> _Отрывок_:
Из золотых ножон не вырвешь свой клинок,
Покрытый ржавчиной презренья?..
 
«Поэт», 1838
   В Маяковском пророк проснулся и пророчил – пока его не убили. С высот Библии оценивал он Октябрьскую революцию – все возвышенное и низменное в ней, ее героические подвиги и злодейские ее преступления. Он помнил Исаию: «Я накажу мир за зло, и нечестивых – за беззакония их, и положу конец высокоумию гордых, и уничижу надменность притеснителей; сделаю то, что люди будут дороже чистого золота, и мужи – дороже золота офирского. Для сего потрясу небо, и земля сдвинется с места своего от ярости Господа Саваофа, в день пылающего гнева Его»[44].
   Маяковский взял на себя исполнение Божьих повелений, ибо он удостоверился, что «злодеи злодействуют, и злодействуют злодеи злодейски»[45]. «Кто прольет кровь человеческую, того кровь прольется рукою человека: ибо человек создан по образу Божию»[46]. Читатель! Запомни это повеление Господа и не спеши обвинять Маяковского в пристрастии к насилию. В «Исповеди» своей Толстой кается: «Я убивал людей на войне, вызывал на дуэли, чтобы убить, проигрывал в карты, проедал труды мужиков, казнил их, блудил, обманывал. Ложь, воровство, любодеяния всех родов, пьянство, насилие, убийство. Не было преступления, которого бы я не совершил»[47].
   Христос, учивший не противиться злу насилием, призывающий быть, как дети, пригрозил: «…кто соблазнит одного из малых сих, верующих в Меня, тому лучше было бы, если бы повесили ему мельничный жернов на шею и потопили его во глубине морской»[48]. Это, пожалуй, пострашнее призыва Маяковского к балтийским морякам предоставить слово «товарищу Маузеру».
   Лев Толстой повинился в грехах своей молодости и призывал к нравственному самоусовершенствованию, считая главным в учении Христа завет непротивления злу насилием. И сам преуспел на этом пути более чем его последователи. Писателя смущали революционные пророчества до тех пор, пока царское правительство, поддерживая реформы Столыпина, не стало тысячами вешать несогласных с реформатором: виселицы назвали «столыпинскими галстуками». На преступления правительства совестливейший писатель призывал ответить бомбой. Тогда же Толстой определил главные признаки пророчества: во-первых, то, что слова пророка совершенно противоположны всеобщему настроению людей, среди которых они рождаются; во-вторых, то, что люди, слышащие эти слова, сами не зная почему, соглашаются с ними, и, в-третьих, главное то, что пророчество содействует осуществлению того, что оно предсказывает.

> _Записанные данные_:
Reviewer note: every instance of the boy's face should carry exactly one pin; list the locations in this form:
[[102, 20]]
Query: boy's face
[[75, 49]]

> _Условие задания_:
Переведите на английский язык это предложение из отрывка о Маяковском: «Лев Толстой повинился в грехах своей молодости и призывал к нравственному самоусовершенствованию, считая главным в учении Христа завет непротивления злу насилием».

> _Ответ на задание_:
Leo Tolstoy repented of the sins of his youth and called for moral self-improvement, considering the commandment of nonresistance to evil by violence to be the central point of Christ's teaching.